#### Data listing
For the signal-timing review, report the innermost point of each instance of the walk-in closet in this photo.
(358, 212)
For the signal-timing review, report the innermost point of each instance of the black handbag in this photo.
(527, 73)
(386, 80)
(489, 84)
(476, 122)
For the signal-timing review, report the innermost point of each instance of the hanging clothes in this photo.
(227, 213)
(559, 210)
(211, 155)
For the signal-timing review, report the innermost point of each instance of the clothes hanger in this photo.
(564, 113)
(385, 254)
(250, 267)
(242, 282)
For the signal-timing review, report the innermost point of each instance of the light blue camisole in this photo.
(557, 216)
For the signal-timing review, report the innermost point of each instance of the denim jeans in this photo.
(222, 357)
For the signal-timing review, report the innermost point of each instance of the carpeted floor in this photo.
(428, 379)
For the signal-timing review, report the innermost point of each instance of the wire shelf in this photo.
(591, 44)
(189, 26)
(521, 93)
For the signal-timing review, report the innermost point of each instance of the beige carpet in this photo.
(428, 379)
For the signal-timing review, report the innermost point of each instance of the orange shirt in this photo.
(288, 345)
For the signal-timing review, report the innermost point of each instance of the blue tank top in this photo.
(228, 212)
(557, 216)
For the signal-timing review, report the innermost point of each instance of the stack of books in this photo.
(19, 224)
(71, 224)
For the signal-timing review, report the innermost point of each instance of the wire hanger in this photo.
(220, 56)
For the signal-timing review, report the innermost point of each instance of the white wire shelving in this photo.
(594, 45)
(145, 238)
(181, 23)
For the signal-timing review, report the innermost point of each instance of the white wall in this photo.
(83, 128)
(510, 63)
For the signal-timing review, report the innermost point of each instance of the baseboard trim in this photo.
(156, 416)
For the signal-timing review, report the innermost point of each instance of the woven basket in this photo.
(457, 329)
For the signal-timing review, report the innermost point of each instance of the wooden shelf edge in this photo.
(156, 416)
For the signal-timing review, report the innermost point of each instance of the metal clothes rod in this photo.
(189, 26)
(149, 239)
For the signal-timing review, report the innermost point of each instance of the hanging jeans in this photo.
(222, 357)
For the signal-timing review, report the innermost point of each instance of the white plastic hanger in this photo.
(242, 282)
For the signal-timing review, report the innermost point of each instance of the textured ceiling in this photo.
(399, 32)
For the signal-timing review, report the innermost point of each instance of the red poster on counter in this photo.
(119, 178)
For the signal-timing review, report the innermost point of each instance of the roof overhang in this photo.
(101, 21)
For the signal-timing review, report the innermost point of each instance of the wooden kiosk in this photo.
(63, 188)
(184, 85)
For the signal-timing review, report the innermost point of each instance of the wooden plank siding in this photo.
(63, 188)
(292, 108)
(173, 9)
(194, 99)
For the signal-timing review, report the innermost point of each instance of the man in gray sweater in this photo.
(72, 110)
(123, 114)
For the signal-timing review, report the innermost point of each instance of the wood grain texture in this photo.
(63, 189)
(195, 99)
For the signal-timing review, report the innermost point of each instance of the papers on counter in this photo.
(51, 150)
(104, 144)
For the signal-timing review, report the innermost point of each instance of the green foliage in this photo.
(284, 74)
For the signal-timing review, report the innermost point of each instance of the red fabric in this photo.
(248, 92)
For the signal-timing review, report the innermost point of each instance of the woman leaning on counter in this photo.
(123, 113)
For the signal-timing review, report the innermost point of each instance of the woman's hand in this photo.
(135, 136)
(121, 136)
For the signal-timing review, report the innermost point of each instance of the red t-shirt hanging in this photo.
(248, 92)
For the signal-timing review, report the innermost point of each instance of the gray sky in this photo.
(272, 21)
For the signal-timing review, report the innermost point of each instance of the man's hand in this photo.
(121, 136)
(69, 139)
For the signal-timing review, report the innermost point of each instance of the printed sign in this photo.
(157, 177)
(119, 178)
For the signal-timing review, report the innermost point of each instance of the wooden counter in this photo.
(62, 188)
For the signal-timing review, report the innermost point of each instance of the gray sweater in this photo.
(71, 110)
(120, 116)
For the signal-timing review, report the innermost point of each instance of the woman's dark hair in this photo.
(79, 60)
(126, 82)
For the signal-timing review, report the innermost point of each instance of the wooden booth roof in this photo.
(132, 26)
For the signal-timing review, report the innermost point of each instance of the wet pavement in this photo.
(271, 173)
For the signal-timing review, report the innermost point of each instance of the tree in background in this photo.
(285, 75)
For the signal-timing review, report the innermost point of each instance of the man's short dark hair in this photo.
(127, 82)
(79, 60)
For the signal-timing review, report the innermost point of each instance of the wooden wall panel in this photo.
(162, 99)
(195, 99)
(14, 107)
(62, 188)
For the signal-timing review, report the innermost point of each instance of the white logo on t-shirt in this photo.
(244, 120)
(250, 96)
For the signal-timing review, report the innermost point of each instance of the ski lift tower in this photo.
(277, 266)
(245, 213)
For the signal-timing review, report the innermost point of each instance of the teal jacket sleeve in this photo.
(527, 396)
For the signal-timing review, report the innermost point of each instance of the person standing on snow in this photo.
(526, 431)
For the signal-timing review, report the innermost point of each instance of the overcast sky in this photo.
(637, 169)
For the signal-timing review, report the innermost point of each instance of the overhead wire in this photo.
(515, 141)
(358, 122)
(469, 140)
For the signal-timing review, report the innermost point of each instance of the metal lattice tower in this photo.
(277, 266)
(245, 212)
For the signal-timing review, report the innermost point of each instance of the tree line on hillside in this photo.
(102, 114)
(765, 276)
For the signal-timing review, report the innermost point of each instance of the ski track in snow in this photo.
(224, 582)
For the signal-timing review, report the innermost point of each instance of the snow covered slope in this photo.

#### Exercise
Write out the material from the first line to the last, exactly.

#### Output for this exercise
For the signal-timing review, report the innermost point of each instance of the walk-in closet in this photo.
(358, 212)
For the signal-timing review, report the innermost point of each instance of the black handbag in this photo.
(527, 73)
(386, 80)
(489, 84)
(476, 122)
For the signal-timing review, report the innermost point of each instance of the hanging clothes in this photo.
(227, 213)
(559, 210)
(211, 155)
For the signal-timing review, report the innermost point of each instance of the clothes hanger in this photo.
(564, 113)
(385, 254)
(250, 267)
(242, 282)
For the signal-timing review, report the innermost point of each instance of the light blue camisole in this photo.
(557, 216)
For the signal-timing review, report the innermost point of each instance of the denim jeans in this photo.
(222, 357)
For the signal-timing review, report the innermost point of each instance of the carpeted floor in this photo.
(428, 379)
For the signal-timing review, report the innermost point of each instance of the wire shelf in this photo.
(591, 44)
(189, 26)
(521, 93)
For the signal-timing review, report the innermost point of each instance of the beige carpet in this photo.
(428, 379)
For the signal-timing review, report the innermost point of each instance of the orange shirt in this photo.
(288, 345)
For the signal-timing review, report the innermost point of each instance of the blue tank top in this photo.
(228, 212)
(557, 216)
For the signal-timing review, report the innermost point of each instance of the stack of books in this photo.
(19, 224)
(71, 224)
For the signal-timing review, report the innermost point of each instance of the wire hanger in this photo.
(220, 56)
For the signal-timing review, report the innermost point of each instance of the white wire shelving in this photo.
(594, 45)
(145, 238)
(181, 23)
For the signal-timing review, report the innermost point of each instance of the white wall in this photo.
(83, 128)
(510, 63)
For the signal-timing review, report the innermost point of each instance of the baseboard trim in this photo.
(156, 416)
For the signal-timing review, report the innermost point of each instance of the woven basket in this photo.
(457, 329)
For the signal-timing review, report the innermost point of each instance of the wooden shelf edge in this photo.
(156, 416)
For the signal-timing review, report the innermost point of each instance of the metal clothes rod in this photo.
(189, 26)
(149, 239)
For the signal-timing review, report the innermost point of each instance of the hanging jeans in this photo.
(222, 357)
For the signal-timing review, report the innermost point of each instance of the white plastic hanger in this photo.
(242, 282)
For the signal-timing review, report the innermost point of each instance of the textured ceiling in this photo.
(399, 32)
For the signal-timing review, report the innermost point of each instance of the red poster on counter in this photo.
(119, 178)
For the signal-timing review, report the innermost point of each instance of the roof overhang in this photo.
(101, 21)
For the signal-timing review, report the innermost point of each instance of the wooden kiosk in this photo.
(63, 188)
(184, 85)
For the signal-timing review, report the innermost point of each instance of the wooden plank siding in this photo.
(63, 188)
(292, 108)
(173, 9)
(194, 99)
For the signal-timing review, report the innermost point of each instance of the man in gray sweater in this photo.
(72, 110)
(123, 114)
For the signal-timing review, report the innermost point of each instance of the wood grain texture in this photo.
(63, 189)
(195, 99)
For the signal-timing review, report the innermost point of each instance of the papers on counter in this photo.
(51, 150)
(104, 144)
For the signal-timing review, report the innermost point of each instance of the green foliage in this photo.
(284, 74)
For the signal-timing review, report the innermost point of each instance of the red fabric in this photo.
(248, 92)
For the signal-timing review, report the innermost point of each instance of the woman leaning on counter in this photo.
(123, 113)
For the signal-timing review, report the innermost point of each instance of the woman's hand in this photo.
(135, 136)
(121, 136)
For the signal-timing review, report the innermost point of each instance of the red t-shirt hanging in this photo.
(248, 92)
For the signal-timing review, report the innermost point of each instance of the gray sky in this photo.
(272, 21)
For the signal-timing review, report the innermost point of each instance of the man's hand in this photo.
(121, 136)
(69, 139)
For the signal-timing review, report the innermost point of each instance of the printed sign in this photo.
(157, 177)
(119, 178)
For the signal-timing review, report the innermost point of each instance of the wooden counter in this photo.
(62, 188)
For the signal-timing review, report the innermost point of each instance of the gray sweater in this photo.
(71, 110)
(120, 116)
For the signal-timing review, report the innermost point of each instance of the woman's dark hair in this photo.
(79, 60)
(126, 82)
For the signal-timing review, report the innermost point of each instance of the wooden booth roof in this photo.
(132, 26)
For the signal-timing review, report the innermost point of each instance of the wet pavement in this photo.
(271, 173)
For the signal-timing review, report the innermost point of each instance of the tree in background in this photo.
(285, 75)
For the signal-timing review, report the innermost point of each instance of the man's short dark hair in this photo.
(127, 82)
(79, 60)
For the signal-timing review, report the innermost point of each instance of the wooden wall panel in this photo.
(162, 99)
(195, 99)
(14, 107)
(62, 188)
For the signal-timing review, report the innermost point of each instance of the white logo on t-shirt in this photo.
(244, 120)
(250, 96)
For the signal-timing review, report the innermost point of each instance of the ski lift tower in this photo.
(277, 266)
(245, 213)
For the signal-timing review, report the innermost point of each instance of the teal jacket sleeve in this photo.
(527, 396)
For the signal-timing review, report the innermost point of each instance of the person standing on snow in this photo.
(526, 431)
For the signal-timing review, report the innermost point of each instance of the overcast sky in this photo.
(637, 169)
For the signal-timing review, report the innermost point of each instance of the overhead wire in this photo.
(515, 141)
(358, 122)
(469, 140)
For the signal-timing review, report the innermost point of each instance of the metal lattice tower in this photo.
(277, 266)
(245, 212)
For the signal-timing review, report the innermost point of each instance of the tree line on hillside in this photo.
(102, 114)
(765, 276)
For the signal-timing review, report the innermost point of each instance of the ski track in snow in this photo.
(224, 582)
For the signal-timing review, report the innermost point of each instance of the snow covered slope in this photo.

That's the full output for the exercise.